Extracted text ->
Mauricio "El Pica” Aguiar (born February 3, 1983, in Montevideo) is a Uruguayan professional basketball player. He is a longtime member of the Uruguay national basketball team and is currently playing professionally with Hebraica y Macabi of the Uruguayan Liga Uruguaya de Basketball

Professional career
Aguiar began his career for the Uruguay basketball league in 2000.  He spent his first three years (2000–03) playing with Uruguayan team Cordon Atletico. After three solid seasons with the team, Aguiar declared for the 2003 NBA Draft.  However, he went undrafted.

Following this, Aguiar moved to Italy to continue his career with Lauretana Biella of the Italian League. He saw little action off the bench in two seasons with the team, averaging only 4.0 points and 0.8 rebounds per game his first season and 5.3 points and 0.9 rebounds per game his second season.

Since 2006, Aguiar has bounced between teams in Uruguay and teams in Italy.  In his most recent season, 2008–09, he began the year with Club Biguá in Uruguay, averaging 8.8 points and 3 rebounds per game for the club in the 2008-09 Americas League while playing alongside fellow Uruguay national basketball team members Leandro Garcia Morales and Martin Osimani.  In April, he was signed by Italian team Vanoli Soresina for the last 16 games of the team's season.  Aguiar quickly jumped into the team's rotation, averaging 9.2 points and 21.3 minutes per game for the season.  Following the season, the team extended his contract for the 2009-10 season.

Things to do ->
A. Answer these questions using the profile of Mauricio Aguiar above:
(i) Which Uruguayan team did he play for from 2000 to 2003?
(ii) How many points per game did he average in his second season with Lauretana Biella?
(iii) Which Italian team signed him in April of the 2008–09 season?
B. Write the next part of the profile of Mauricio Aguiar, picking up right after its last sentence.

Stored data ->
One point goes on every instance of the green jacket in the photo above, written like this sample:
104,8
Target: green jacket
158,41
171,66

Results of the tasks ->
A.
(i) Cordon Atletico
(ii) 5.3 points per game
(iii) Vanoli Soresina

B.
National team career
Aguiar is a long-time member of the Uruguayan national basketball team.  He has been selected for the Uruguayans for the last four continental championships, the 2003, 2005, 2007, and FIBA Americas Championship 2009.

References

External links
FIBA Profile
Latinbasket.com Profile
Italian League Profile 
RealGM profile

1983 births
Living people
Basketball players at the 2003 Pan American Games
Basketball players at the 2007 Pan American Games
Ciclista Olímpico players
Club Biguá de Villa Biarritz basketball players
Ferro Carril Oeste basketball players
Obras Sanitarias basketball players
Pallacanestro Biella players
Pan American Games bronze medalists for Uruguay
Regatas Corrientes basketball players
Sport Club Corinthians Paulista basketball players
Sportspeople from Montevideo
Uruguayan expatriate basketball people in Brazil
Uruguayan expatriate basketball people in Italy
Uruguayan men's basketball players
Vanoli Cremona players
Pan American Games medalists in basketball
Forwards (basketball)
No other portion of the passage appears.